▸ **Provided text**
Baby: My breastfeeding story


When I was pregnant I was often asked if I was going to breastfeed and my response was always - if I can. It was the part of having a baby that I felt most unprepared for and something I don't think you can read too much about as every experience (and body) is so different. I exclusively breastfed Florence until she was 15 months so thought I would share our story. Sorry it's so long - there's a lot more to breastfeeding than you could imagine! 

When Florence was born we put her on to my left boob straight away and you could see her trying to latch but she couldn't do it. We had a little break and then tried her on my right side and with that boob she latched straight away - good old right boob. The feeling when she started feeding was just amazing, I felt so relieved and hopeful that I would be able to do it. We spent the next two days in hospital for a couple of reasons - one being that the midwives were keen for me to be confident in feeding from both sides. There was no pressure for me to go home and although I wanted to get back to my home comforts, I am so glad I stayed and had that initial support.

Feeding from my right side seemed to be OK once I'd got her in the correct position etc, but we did struggle with the left side! The midwives helped me try different positions but I definitely found the standard cradle hold the most comfortable. I was desperate for her to feed from the left hand side as had visions of me forever feeding from one side and having lopsided boobs! We had a comedy moment when Chris and my Mum were both trying to help her to latch on - a situation I never thought I would be in, but it worked and we all cheered as she fed from my left boob and we rushed to get a midwife to see.

Breastfeeding in the early days is intense. Each feed (of which there were many...so many!) I would have to get set up with a cushion behind my back, have a big bottle of water to hand, my phone and Chris would have to pass her to me in the right position to help her latch. Sometimes it would take a few tries and it was the real learning of a skill for all of us. It's amazing how different it is once they get bigger and it becomes more established, as they obviously become bigger, stronger and know exactly what they're doing - she would latch herself on in seconds. Chris was basically my waiter in those early days and was amazing - he took care of everything so I could focus on feeding and even though the feeds were long (some were an hour) it was nice to just sit on the sofa watching TV or messaging friends on my phone. Can't say the same for the night feeds when you're exhausted and have to try to stay awake whilst they cluster feed.

[Records from a dataset]
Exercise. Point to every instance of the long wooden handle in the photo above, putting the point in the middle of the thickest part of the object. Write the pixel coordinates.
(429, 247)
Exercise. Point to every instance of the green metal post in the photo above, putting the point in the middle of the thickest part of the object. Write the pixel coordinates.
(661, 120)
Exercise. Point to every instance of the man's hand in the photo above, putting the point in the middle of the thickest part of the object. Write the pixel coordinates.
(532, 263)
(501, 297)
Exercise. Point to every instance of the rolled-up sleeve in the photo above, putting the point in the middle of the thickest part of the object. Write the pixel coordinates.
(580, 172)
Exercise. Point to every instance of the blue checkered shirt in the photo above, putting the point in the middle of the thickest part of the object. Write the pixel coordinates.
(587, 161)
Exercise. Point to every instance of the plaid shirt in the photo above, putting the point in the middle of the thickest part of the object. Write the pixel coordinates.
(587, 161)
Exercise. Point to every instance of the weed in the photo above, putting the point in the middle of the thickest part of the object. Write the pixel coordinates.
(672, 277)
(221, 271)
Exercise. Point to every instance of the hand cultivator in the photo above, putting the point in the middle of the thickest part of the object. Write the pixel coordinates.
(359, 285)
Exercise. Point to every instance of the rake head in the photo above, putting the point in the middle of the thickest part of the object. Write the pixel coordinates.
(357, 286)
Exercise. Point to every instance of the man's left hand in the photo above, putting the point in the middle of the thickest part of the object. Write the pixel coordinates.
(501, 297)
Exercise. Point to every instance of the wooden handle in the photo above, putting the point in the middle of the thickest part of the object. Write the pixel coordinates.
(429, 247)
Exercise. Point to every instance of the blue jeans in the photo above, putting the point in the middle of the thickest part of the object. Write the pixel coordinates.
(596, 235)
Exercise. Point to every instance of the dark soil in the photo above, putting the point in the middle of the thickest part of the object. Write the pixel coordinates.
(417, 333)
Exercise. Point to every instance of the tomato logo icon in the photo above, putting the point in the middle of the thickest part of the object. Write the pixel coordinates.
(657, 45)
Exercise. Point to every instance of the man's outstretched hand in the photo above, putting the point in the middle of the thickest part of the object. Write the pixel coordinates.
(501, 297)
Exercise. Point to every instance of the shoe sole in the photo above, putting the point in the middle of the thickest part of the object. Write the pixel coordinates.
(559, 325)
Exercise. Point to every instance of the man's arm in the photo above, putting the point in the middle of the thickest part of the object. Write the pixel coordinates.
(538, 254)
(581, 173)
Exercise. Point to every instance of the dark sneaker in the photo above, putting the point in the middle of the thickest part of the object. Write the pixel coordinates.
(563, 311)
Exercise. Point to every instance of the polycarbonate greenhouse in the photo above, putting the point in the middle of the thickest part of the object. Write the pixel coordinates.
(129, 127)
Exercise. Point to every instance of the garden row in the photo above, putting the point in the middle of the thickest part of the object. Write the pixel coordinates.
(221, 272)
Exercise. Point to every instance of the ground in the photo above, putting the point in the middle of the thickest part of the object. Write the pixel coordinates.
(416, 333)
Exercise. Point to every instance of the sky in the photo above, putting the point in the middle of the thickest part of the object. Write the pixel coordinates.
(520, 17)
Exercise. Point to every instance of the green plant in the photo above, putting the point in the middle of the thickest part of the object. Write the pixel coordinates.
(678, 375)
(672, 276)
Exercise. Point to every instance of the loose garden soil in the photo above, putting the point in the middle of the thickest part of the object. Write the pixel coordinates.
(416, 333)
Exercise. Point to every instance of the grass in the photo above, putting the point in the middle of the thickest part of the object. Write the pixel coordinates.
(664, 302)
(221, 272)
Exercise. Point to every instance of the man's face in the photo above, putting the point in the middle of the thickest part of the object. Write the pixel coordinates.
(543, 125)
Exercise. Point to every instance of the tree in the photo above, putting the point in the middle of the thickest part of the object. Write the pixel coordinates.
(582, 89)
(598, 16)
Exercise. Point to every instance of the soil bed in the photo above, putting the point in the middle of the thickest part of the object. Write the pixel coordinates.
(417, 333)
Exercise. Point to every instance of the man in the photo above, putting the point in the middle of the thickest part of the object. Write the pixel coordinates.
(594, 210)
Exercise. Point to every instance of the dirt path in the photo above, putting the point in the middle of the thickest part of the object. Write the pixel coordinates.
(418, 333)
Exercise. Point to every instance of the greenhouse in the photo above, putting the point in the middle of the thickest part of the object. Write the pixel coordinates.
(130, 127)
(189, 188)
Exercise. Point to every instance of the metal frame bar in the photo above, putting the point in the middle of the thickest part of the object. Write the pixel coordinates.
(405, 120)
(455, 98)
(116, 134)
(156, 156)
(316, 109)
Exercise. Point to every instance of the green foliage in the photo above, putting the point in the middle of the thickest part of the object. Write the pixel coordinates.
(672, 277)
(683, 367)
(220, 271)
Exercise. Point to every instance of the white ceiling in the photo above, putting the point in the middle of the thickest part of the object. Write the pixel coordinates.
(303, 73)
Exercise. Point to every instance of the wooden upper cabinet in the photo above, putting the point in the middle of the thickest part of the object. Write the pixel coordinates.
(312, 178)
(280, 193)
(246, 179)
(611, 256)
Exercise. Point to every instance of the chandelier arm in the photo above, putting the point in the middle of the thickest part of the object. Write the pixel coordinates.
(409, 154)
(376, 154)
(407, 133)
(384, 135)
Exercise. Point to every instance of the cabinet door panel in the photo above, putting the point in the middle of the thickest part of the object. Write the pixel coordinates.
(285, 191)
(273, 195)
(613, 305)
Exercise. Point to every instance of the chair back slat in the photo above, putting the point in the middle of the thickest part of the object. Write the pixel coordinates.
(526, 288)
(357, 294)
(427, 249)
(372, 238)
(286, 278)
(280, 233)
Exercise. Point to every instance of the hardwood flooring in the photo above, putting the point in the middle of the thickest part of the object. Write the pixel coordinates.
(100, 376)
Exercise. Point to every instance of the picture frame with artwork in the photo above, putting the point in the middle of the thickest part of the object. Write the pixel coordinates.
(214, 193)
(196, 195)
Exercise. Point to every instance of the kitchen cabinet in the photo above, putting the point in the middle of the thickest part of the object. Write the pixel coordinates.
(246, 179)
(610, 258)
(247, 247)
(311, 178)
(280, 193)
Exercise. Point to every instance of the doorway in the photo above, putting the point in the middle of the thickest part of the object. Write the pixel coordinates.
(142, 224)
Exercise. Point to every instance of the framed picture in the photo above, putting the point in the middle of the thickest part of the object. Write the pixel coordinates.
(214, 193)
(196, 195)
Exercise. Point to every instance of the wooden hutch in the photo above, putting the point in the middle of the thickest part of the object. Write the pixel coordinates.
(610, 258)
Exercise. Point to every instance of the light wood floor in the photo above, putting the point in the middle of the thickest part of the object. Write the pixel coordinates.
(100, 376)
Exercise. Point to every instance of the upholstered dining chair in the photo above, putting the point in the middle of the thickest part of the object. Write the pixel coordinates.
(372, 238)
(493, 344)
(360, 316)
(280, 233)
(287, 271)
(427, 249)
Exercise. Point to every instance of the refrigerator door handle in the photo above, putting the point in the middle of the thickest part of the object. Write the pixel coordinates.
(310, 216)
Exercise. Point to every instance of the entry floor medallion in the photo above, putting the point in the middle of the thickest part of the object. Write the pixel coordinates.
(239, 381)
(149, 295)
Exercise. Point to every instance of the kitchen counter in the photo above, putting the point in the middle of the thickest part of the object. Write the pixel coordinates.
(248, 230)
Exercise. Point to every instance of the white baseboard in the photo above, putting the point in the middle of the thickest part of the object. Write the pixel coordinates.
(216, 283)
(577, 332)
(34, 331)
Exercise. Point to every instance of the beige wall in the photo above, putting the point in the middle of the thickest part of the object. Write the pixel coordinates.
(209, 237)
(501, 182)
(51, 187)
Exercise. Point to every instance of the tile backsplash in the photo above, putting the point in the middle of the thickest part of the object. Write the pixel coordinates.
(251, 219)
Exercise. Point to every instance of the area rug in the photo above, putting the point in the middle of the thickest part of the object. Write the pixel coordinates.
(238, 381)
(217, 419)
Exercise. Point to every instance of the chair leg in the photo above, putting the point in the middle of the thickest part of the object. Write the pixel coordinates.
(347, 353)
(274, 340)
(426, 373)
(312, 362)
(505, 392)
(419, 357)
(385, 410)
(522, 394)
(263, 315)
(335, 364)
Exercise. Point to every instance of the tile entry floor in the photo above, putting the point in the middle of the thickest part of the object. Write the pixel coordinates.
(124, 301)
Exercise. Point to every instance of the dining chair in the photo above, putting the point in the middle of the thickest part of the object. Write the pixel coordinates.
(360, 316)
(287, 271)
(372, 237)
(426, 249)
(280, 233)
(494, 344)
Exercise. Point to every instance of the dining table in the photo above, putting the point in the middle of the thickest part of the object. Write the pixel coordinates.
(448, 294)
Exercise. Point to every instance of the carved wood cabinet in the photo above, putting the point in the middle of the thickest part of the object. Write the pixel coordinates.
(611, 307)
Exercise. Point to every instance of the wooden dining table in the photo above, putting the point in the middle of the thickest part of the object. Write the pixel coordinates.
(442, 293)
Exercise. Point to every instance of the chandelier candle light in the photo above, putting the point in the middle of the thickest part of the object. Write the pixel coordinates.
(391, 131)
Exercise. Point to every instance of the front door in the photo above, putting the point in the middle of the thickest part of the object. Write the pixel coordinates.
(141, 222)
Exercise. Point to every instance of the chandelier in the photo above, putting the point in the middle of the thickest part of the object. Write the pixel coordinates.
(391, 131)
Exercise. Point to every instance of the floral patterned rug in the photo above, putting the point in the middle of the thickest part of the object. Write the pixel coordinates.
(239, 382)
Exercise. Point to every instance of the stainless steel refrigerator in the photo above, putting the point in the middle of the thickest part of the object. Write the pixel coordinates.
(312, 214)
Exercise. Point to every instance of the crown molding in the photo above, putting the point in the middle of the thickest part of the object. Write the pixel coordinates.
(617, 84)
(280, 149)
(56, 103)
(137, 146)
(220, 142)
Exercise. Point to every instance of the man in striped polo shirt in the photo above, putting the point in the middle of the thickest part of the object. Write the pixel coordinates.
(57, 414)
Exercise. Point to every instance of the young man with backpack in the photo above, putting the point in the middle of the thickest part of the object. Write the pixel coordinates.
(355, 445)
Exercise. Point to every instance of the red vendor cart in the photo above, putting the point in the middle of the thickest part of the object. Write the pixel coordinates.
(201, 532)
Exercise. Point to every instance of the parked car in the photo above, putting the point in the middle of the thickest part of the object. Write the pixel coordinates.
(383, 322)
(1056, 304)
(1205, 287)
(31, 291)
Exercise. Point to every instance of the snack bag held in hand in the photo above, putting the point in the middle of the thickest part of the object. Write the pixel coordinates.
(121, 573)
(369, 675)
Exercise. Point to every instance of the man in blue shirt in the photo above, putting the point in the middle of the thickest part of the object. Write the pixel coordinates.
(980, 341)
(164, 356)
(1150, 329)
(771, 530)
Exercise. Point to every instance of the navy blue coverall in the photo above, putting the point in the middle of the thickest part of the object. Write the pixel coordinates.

▸ **Questions on the material**
(1) Answer these about the breastfeeding story:
(a) Until what age did the writer exclusively breastfeed Florence?
(b) Which breast did Florence latch onto straight away after the break right after birth?
(c) Which feeding position did the writer find most comfortable?
(2) Resume the breastfeeding story after its final sentence, keeping the writer's first-person voice.

▸ **Responses per task**
(1)
(a) Until she was 15 months old.
(b) The right breast.
(c) The standard cradle hold.

(2)
The worst part for me by far was the sore nipples. I used to hear that if they were sore there was something wrong with the latch but surely your nipples need to toughen up a bit first! The initial soreness as she latched on was not pleasant - I would grit my teeth and fists to get through the first few moments. My left nipple became cracked and bled too. Luckily I have lots of friends who have babies and they reassured me that it would stop being painful and if I could persevere through the first few weeks it would become so much easier. And they were totally right! I found piling on the lansinoh and using the Multi-Mam compresses and the Medela hydrogel pads a godsend (wish I'd discovered these earlier) and really helped to heal them. 

Once we'd got through the initial soreness, I found myself loving breastfeeding - more than I thought I would. It was so easy and convenient, especially as my confidence at feeding in public increased. It was pretty smooth sailing although I did have quite a few blocked milk ducts which are really not fun - I found lots of massage, feeding and expressing, and an electric toothbrush on the lump always helped to dislodge it. 

Another thing I wanted to mention was getting Florence to take a bottle of expressed milk as this only happened when she was around 5 months. We tried her with the Medela Calma bottles, and Tommy Tippee in the early weeks and she would initially take it and then refuse -it was pretty heartbreaking seeing Chris trying to feed her and her screaming. The turning point for us was trying the amazing Mam bottles and making sure the milk was really warm. It gave me a new found freedom.

As we started weaning, her feeds naturally dropped down and by a year we were only on two a day in the morning and night. I always thought I'd stop at a year but I felt so emotional about stopping and I also liked how her morning feed gave me more time to snooze in bed! She was still really enjoying her feeds and it didn't feel quite right to stop. By 15 months she was down to just the morning feed and was hardly taking anything so when we stopped it felt completely right and I didn't feel emotional at all, which was a nice surprise! I loved our breastfeeding journey and feel very lucky that we were able to do it for so long.